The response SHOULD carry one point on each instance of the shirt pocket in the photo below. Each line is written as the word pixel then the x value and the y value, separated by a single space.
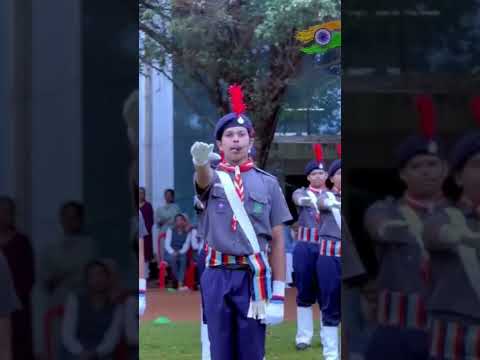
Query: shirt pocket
pixel 258 208
pixel 219 200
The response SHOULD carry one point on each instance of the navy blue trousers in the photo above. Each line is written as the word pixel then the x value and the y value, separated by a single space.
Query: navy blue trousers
pixel 226 300
pixel 305 257
pixel 329 274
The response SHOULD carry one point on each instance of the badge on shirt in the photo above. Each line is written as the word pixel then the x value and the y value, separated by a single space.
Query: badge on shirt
pixel 257 208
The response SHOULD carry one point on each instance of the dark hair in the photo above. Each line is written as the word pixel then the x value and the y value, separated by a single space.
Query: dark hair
pixel 180 215
pixel 9 202
pixel 78 206
pixel 98 263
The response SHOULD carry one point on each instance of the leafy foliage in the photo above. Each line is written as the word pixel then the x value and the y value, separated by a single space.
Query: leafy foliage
pixel 220 42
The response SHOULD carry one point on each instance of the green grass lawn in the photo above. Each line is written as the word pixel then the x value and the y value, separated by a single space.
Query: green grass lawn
pixel 182 341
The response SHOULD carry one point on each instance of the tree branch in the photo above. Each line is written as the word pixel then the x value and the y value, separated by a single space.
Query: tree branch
pixel 186 97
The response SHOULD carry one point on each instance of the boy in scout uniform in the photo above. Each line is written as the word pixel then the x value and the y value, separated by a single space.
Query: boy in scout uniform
pixel 305 254
pixel 397 228
pixel 453 238
pixel 243 286
pixel 328 265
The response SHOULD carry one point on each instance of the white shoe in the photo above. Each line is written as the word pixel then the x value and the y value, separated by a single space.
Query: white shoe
pixel 304 325
pixel 329 336
pixel 205 342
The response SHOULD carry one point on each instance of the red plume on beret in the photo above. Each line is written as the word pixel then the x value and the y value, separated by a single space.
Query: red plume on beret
pixel 317 149
pixel 476 109
pixel 426 111
pixel 236 99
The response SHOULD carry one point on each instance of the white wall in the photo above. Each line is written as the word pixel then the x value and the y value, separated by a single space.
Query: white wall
pixel 56 111
pixel 156 136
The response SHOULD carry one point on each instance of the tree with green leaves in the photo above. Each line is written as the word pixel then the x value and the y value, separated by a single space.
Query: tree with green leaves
pixel 221 42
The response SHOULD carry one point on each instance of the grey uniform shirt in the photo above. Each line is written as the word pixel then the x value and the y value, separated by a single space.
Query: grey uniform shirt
pixel 400 256
pixel 453 296
pixel 307 215
pixel 329 228
pixel 8 300
pixel 142 229
pixel 264 203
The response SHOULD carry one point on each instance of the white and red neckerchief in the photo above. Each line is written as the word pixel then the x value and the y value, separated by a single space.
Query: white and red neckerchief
pixel 429 206
pixel 317 191
pixel 237 170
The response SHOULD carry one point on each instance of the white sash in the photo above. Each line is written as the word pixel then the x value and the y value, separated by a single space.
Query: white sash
pixel 239 210
pixel 335 211
pixel 468 255
pixel 314 200
pixel 415 225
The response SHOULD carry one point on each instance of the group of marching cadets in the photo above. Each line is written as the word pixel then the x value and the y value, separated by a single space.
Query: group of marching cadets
pixel 241 211
pixel 316 256
pixel 428 283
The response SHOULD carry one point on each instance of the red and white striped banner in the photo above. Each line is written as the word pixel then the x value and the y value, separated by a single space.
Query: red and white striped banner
pixel 403 310
pixel 330 248
pixel 454 341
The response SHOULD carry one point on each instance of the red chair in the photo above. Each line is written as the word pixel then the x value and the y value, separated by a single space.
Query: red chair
pixel 162 274
pixel 53 314
pixel 189 279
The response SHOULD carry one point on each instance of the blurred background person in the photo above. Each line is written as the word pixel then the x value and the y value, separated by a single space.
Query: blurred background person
pixel 92 323
pixel 177 244
pixel 147 212
pixel 164 218
pixel 62 267
pixel 18 253
pixel 9 303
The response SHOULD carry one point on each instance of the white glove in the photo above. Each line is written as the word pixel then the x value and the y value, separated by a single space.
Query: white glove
pixel 275 309
pixel 306 201
pixel 392 225
pixel 450 235
pixel 330 203
pixel 142 300
pixel 213 156
pixel 201 153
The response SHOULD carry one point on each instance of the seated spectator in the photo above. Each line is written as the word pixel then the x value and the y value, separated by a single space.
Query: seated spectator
pixel 92 323
pixel 131 321
pixel 18 252
pixel 177 244
pixel 9 303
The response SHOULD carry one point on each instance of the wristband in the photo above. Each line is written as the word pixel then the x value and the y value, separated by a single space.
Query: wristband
pixel 278 289
pixel 142 286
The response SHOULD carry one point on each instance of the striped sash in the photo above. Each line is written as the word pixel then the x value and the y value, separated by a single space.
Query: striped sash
pixel 451 340
pixel 308 234
pixel 330 248
pixel 258 264
pixel 402 310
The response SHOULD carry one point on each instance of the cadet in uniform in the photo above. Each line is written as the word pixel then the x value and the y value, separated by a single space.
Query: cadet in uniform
pixel 328 263
pixel 397 228
pixel 142 282
pixel 453 238
pixel 305 254
pixel 9 303
pixel 243 286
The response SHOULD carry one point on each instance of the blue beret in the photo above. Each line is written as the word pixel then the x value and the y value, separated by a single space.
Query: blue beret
pixel 464 149
pixel 417 145
pixel 231 120
pixel 334 166
pixel 314 165
pixel 253 153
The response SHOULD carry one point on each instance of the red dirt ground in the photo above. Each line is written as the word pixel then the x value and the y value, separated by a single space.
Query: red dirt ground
pixel 185 306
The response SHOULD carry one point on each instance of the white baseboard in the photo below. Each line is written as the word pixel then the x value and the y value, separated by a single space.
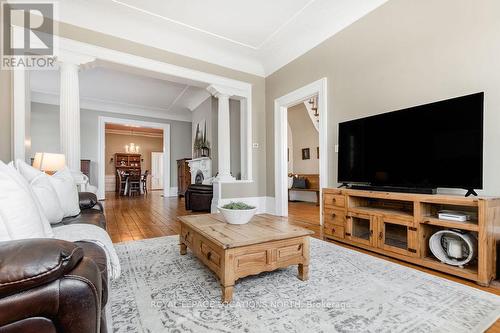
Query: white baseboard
pixel 173 191
pixel 303 196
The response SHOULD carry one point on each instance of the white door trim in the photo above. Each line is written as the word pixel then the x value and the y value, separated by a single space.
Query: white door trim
pixel 101 148
pixel 280 140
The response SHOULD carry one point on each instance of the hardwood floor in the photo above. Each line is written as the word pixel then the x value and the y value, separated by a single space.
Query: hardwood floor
pixel 154 216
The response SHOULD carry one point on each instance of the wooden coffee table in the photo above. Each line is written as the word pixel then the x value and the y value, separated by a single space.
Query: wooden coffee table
pixel 231 251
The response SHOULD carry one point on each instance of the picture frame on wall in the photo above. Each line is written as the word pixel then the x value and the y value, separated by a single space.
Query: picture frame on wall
pixel 306 154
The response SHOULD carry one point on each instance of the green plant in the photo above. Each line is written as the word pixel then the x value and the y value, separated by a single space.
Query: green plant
pixel 237 206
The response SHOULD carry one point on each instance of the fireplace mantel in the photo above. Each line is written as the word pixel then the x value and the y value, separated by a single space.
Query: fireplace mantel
pixel 201 165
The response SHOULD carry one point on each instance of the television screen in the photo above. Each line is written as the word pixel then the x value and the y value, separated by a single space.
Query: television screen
pixel 428 146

GIVEN TASK:
Render every one of the entries above as a two-column CSV with the header row entry_text,answer. Give one row per entry, with its text and its answer each in a single quoted field, line breaks replaced by spaces, and the pictures left out.

EXPECTED ANSWER:
entry_text,answer
"The response SHOULD carry one point on each instance of the shirt pocket in the photo below. Each line is written as the word pixel then the x value and the y value, separated by a single space. Query: shirt pocket","pixel 258 208 pixel 219 200"
"The response SHOULD carry one point on each instance of the navy blue trousers in the photo above. Each line is written as the word pixel then the x value and the y value, separated by a single space. Query: navy blue trousers","pixel 226 300 pixel 305 257 pixel 329 274"
"The response SHOULD carry one point on each instance of the badge on shirt in the photo above. Each line is written as the word pixel then the x value and the y value, separated by a single space. Query: badge on shirt","pixel 257 208"
"The response SHOULD carry one point on each instance of the dark hair in the photo above. Each line is written as the word pixel then the x value and the y value, separated by a single space. Query: dark hair","pixel 180 215 pixel 9 202 pixel 78 206 pixel 98 263"
"The response SHOULD carry one point on each instance of the leafy foliage in the photo above. Each line is written as the word pixel then the x value and the y value, separated by a single space. Query: leafy foliage","pixel 220 42"
"The response SHOULD carry one point on each instance of the green grass lawn in the photo above. Each line is written as the word pixel then the x value and the y value, separated by a single space. Query: green grass lawn","pixel 182 341"
"The response SHOULD carry one point on each instance of the tree branch in the photo above. Each line is written as the word pixel then the x value and the y value, separated by a single space. Query: tree branch","pixel 186 97"
"The response SHOULD carry one point on each instance of the boy in scout uniform in the photo above. Each line is written as the word pixel then the x value and the y value, separated by a single space. Query: boy in scout uniform","pixel 305 254 pixel 397 228 pixel 453 238 pixel 243 286 pixel 328 265"
"The response SHOULD carry one point on each instance of the white shoe in the photo above. Each line is written as the word pixel then the x value and the y value, separated by a single space. Query: white shoe","pixel 304 325 pixel 329 336 pixel 205 342"
"The response SHOULD carry one point on each instance of the red plume on beret in the photo above. Each line is written as the word pixel then the x value and the y value, separated by a single space. Query: red plume on beret","pixel 317 149 pixel 476 109 pixel 426 111 pixel 236 99"
"The response SHOULD carry one point on each instance of the white wall in the photo above. Each line is written as the word pixel then the x value and the y value, separated by a single space. Query: white wall","pixel 56 111 pixel 156 136"
"The response SHOULD carry one point on each instance of the tree with green leaves in the photo above. Each line is written as the word pixel then the x value and the y value, separated by a single space. Query: tree with green leaves","pixel 221 42"
"The response SHOULD carry one point on each instance of the grey uniform shirt in the photo above. Each line is written as the word pixel then the x value and the y value, separated by a single space. Query: grey uniform shirt","pixel 400 256 pixel 453 296 pixel 307 215 pixel 329 228 pixel 8 300 pixel 142 229 pixel 264 203"
"The response SHOULD carry one point on each instance of the white and red neckerchief in the photo above. Each line is written as the word pixel then the x value and the y value, separated by a single space. Query: white and red neckerchief","pixel 429 206 pixel 317 191 pixel 237 170"
"The response SHOULD carry one point on each instance of the white sash in the photo above. Each line is written as the word pixel then the x value and the y value, separated by a single space. Query: white sash","pixel 239 210 pixel 335 211 pixel 468 255 pixel 314 200 pixel 415 225"
"The response SHOULD carry one point on each instance of the group of marching cadets in the photo above. Each line is written as the word pixel then the x value and the y value, separated by a single space. Query: group of marching cadets","pixel 241 211 pixel 316 256 pixel 428 283"
"The response SHOULD carry one point on each instance of the red and white striped banner in the photo above. Each line is written as the word pixel then the x value and the y value, separated by a single space. Query: red and white striped banner","pixel 403 310 pixel 330 248 pixel 454 341"
"The response SHOULD carry one point on each instance of the red chair in the photo above. Each line is written as the word pixel then the x value and the y value, separated by a single space. Query: red chair","pixel 162 274 pixel 53 314 pixel 189 279"
"The response SHOULD carry one point on each instance of the blurred background person in the photo above. Each line is written as the word pixel then the x value and the y value, separated by a single space. Query: blurred background person","pixel 92 323 pixel 177 244 pixel 147 212 pixel 164 218 pixel 62 267 pixel 18 253 pixel 9 303"
"The response SHOULD carry one point on each instance of the white glove in the photo above. Each line is written as the word pixel then the x value and the y value, separated by a single space. Query: white glove","pixel 275 309 pixel 306 201 pixel 392 225 pixel 450 235 pixel 330 203 pixel 142 300 pixel 213 156 pixel 201 153"
"The response SHOULD carry one point on each instance of the seated spectator in the photo above. Each line is written as the word pixel then the x value and the y value, separated by a single space. Query: seated spectator","pixel 92 323 pixel 131 321 pixel 18 252 pixel 177 244 pixel 9 303"
"The response SHOULD carry one point on each instance of the wristband in the photo above. Each line is written as the word pixel then the x value and the y value, separated by a single space. Query: wristband","pixel 278 289 pixel 142 286"
"The response SHOULD carry one point on each instance of the striped sash in the photo above. Each line is written as the word pixel then the x value and the y value, separated by a single space. Query: striped sash","pixel 451 340 pixel 308 234 pixel 330 248 pixel 258 264 pixel 402 310"
"The response SHOULD carry one point on each instance of the cadet in uniform in the photo above. Each line is written as the word pixel then the x value and the y value, separated by a single space. Query: cadet in uniform","pixel 328 263 pixel 397 228 pixel 142 282 pixel 453 238 pixel 305 254 pixel 9 303 pixel 243 286"
"The response SHOULD carry one point on each instance of the blue beret in the photo above. Each line is written as the word pixel then the x value and the y value, separated by a single space. Query: blue beret","pixel 464 149 pixel 417 145 pixel 231 120 pixel 334 166 pixel 314 165 pixel 253 153"
"The response SHOULD carry one point on each instance of the red dirt ground in the photo above. Each line is written as the word pixel then the x value and the y value, separated by a single space. Query: red dirt ground","pixel 185 306"
"The response SHOULD carry one point on each instance of the white baseboard in the photo below. Each line is written as the word pixel then the x value and the y value, separated by a single space. Query: white baseboard","pixel 173 191 pixel 303 196"
"The response SHOULD carry one point on each instance of the white door trim in the photo above. Each line is written as the word pixel then the x value and the y value, separated by a single space. Query: white door trim","pixel 101 148 pixel 280 140"
"The response SHOULD carry one point on each instance of the hardwood floor in the photo above. Each line is written as the word pixel then the x value and the y value, separated by a single space. Query: hardwood floor","pixel 154 216"
"The response SHOULD carry one point on each instance of the wooden coffee table in the photo above. Each line is written as the word pixel then the x value and the y value, separated by a single space. Query: wooden coffee table","pixel 231 251"
"The response SHOULD carry one point on each instance of the picture frame on wall in the photo above. Each line is written as the word pixel then the x value and the y value, separated by a single space. Query: picture frame on wall","pixel 306 154"
"The response SHOULD carry one point on each instance of the green plant in the photo above. Each line is written as the word pixel then the x value and the y value, separated by a single space. Query: green plant","pixel 237 206"
"The response SHOULD carry one point on each instance of the fireplace mantel in the photo above. Each line is written as the word pixel then the x value and the y value, separated by a single space. Query: fireplace mantel","pixel 201 165"
"The response SHOULD carry one point on each instance of the television screen in the photo above. Each line is written as the word pixel then the x value and the y value, separated by a single space. Query: television screen","pixel 428 146"